Healthcare in Freedom Land

Written by David Frum on Monday April 12, 2010

The new Heritage Freedom Index ranks Hong Kong #1 in the world for economic freedom. Yet the libertarian paradise also has universal, mandatory, single-payer health insurance, cushioned by flexible and widely available private insurance.

Click here to read all of David Frum's blogposts from China.


The new Heritage Freedom Index ranks Hong Kong #1 in the world for economic freedom.

So I thought I'd use my hours of jetlag-induced sleeplessness to swot up on how the libertarian paradise provides health coverage.

The Hong Kong system is built upon a foundation inherited from Britain: a National Health style single-payer system. Funded by tax dollars, and lots of them, the basic Hong Kong health system extends coverage to all through a system of publicly owned and operated hospitals.

This reliance on hospitals is outdated. A Hong Kong citizen hit by a bus is rushed to a government-run hospital, given advanced care, and released without charge. Nice deal. Primary and preventive care is not handled so well - mental illness very poorly - and so Hong Kong citizens who can supplement their government basic care with private insurance.

The sort of person whom a visiting foreigner meets will of course all have private insurance of some kind or another. Yet despite the growth of the private medical sector, government still spends 60% of all the territory's health dollars, a lower ratio than in Canada or most European countries, but well higher than the U.S. at 51%.
------------
• **Task item**:
Answer each question from the text on health care in Hong Kong.
(a) Where does the new Heritage Freedom Index rank Hong Kong for economic freedom?
(b) From which country did Hong Kong inherit the foundation of its health system?
(c) What share of all the territory's health dollars does the government spend?
The data below was taken from a different source than the text.

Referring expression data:
------------
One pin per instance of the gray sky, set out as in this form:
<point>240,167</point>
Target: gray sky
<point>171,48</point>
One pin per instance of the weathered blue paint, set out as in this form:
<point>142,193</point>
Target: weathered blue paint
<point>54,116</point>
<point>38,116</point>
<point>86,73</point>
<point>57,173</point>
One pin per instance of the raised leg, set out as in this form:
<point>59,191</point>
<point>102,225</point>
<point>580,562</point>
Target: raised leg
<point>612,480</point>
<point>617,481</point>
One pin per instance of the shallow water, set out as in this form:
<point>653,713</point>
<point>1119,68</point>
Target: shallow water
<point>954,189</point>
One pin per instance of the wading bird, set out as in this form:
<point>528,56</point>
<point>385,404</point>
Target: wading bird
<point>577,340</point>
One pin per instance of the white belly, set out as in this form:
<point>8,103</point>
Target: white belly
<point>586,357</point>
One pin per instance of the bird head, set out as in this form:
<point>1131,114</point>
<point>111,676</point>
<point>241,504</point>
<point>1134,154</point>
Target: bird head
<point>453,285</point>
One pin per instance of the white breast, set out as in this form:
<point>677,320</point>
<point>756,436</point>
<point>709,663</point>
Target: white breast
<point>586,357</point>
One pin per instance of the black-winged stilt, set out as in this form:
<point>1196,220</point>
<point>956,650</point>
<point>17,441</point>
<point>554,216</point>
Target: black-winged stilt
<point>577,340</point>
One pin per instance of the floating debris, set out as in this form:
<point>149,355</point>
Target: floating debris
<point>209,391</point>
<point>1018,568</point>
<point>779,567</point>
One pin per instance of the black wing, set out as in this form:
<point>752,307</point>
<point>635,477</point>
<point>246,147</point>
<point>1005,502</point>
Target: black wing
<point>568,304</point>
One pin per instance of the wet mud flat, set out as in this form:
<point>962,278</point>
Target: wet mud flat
------------
• **Response area**:
(a) #1 in the world.
(b) Britain.
(c) 60%.